• [Selected extract]
The Type 570 Characteristic-Curve Tracer presents a graphic analysis of vacuum-tube characteristics under a wide range of operating conditions. Calibrated horizontal and vertical deflection make it possible to measure the characteristics directly or the curves may be compared with preselected tube characteristics that have been reproduced on a mask over the cathode-ray tube. Front-panel switching between two test sockets permits rapid comparisons between two tubes or between two sections of the same tube.
Vertical Deflection Factor
Eleven steps from 0.02 ma/div. to 50 ma/div.
Accuracy: 3%
Horizontal Deflection Factor
Nine steps from .1 v/div. to 50 v/div.
Accuracy: 3%
Grid-Step Generator
Number of steps per family: 4- to 12.
Number of steps per second: 120 or 240.
Voltage change per step:
Seven positions from .1 to 10 volts/step.
Accuracy: 3%.
A single-family provision permits observation of tube characteristics under unusual conditions without danger of damage to the tube under test.
Maximum current: 50 ma average.
                               100 ma peak.
A 1/16 amp fuse protects the current measuring resistors in the .02 ma to 1 ma positions of the VERTICAL MA/DIV. switch.
Plate-Sweep Generator
Peak plate-sweep voltage;
Eight steps from 5 to 500 volts. Nominal voltages depending on line voltage.
Series load resistance:
Eleven steps from 300 ohms to 1 megaohm.
Accuracy: 300 ohms, 35%: 1 k and 2 k, 10%;
5 k  to 1 meg. 5%.
Maximum current capability
1 amp peak.
.25 amp average.
A   ½ amp fuse protects the plate-sweep generator. An additional 1/16 amp fuse is inserted to protect the current measuring circuits in the .02 ma to  1 ma positions of the VERTICAL MA/DIV. switch when measuring plate current.
Operating Voltages
Heater Voltages:
Seventeen steps from 1.25 volts to 117 volts, each step adjustable over a range of about  ±20%.
Maximum Heater Power: 30 watts.
Positive DC Voltage:
Five calibrated steps from 20 to 300 volts, 3% accuracy.
Continuously variable, uncalibrated, from 10 to 300 volts.
Maximum Current From + DC Supply:
150 ma peak.
50 ma average.
Negative DC Voltage:
Continuously variable from U to -100 volts. Source impedance: 175 k.
Voltmeter
Measures positive and negative operating voltages in seven ranges from 7 to 700 volts, full scale.

• [Information shown]
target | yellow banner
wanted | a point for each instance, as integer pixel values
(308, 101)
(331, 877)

• [Given task 1]
Answer these from the Type 570 curve tracer specifications:
(a) How many steps does the vertical deflection factor have, and over what range?
(b) What is the maximum heater power?
(c) What size fuse protects the plate-sweep generator?
• [Given task 2] Extract from the Type 570 curve tracer specifications the passage starting at "Vertical Deflection Factor" and ending at "to 10 volts/step.", copying it word for word.
• [Given task 3] Continue the Type 570 Characteristic-Curve Tracer specifications from where they stop.

• [Written response 1]
(a) Eleven steps, from 0.02 ma/div. to 50 ma/div.
(b) 30 watts.
(c) A ½ amp fuse.

• [Written response 2]
Vertical Deflection Factor
Eleven steps from 0.02 ma/div. to 50 ma/div.
Accuracy: 3%
Horizontal Deflection Factor
Nine steps from .1 v/div. to 50 v/div.
Accuracy: 3%
Grid-Step Generator
Number of steps per family: 4- to 12.
Number of steps per second: 120 or 240.
Voltage change per step:
Seven positions from .1 to 10 volts/step.

• [Written response 3]
In the HTR position the meter shows the heater voltage as a percentage of the figure selected by the HEATER switch.
Other Features
Tube-Socket Switch:
The TEST POSITION switch selects either of two tubes or two halves of one tube.
Safety Switch:
The TEST POWER switch removes all potentially dangerous voltages from the patch panel for safety when connections are being changed.
Regulated Power Supplies:
All power supplies affecting calibration are  regulated for load and line-voltage variations.  The heater, negative dc, and plate-sweep voltages are unregulated.
Cathode-Ray Tube:
Type: Tektronix T52P1
Other phosphors available.
Accelerating Potential: 4 kv.
Illuminated Graticule:
Edge lighted graticule provides either red or white illumination.
Mechanical Specifications
Ventilation: Filtered, forced air ventilation.
Construction: Aluminum alloy chassis and cabinet.
Finish: Photo-etched anodized panel, blue wrinkle cabinet.
Dimensions: 16½” high, 13” wide, 24½” deep.
Weight: 75 pounds.
Power Requirements: 105-125 or 210-250 v, 50-60 cycles, 300 to 500 watts at 117 or 234 volts.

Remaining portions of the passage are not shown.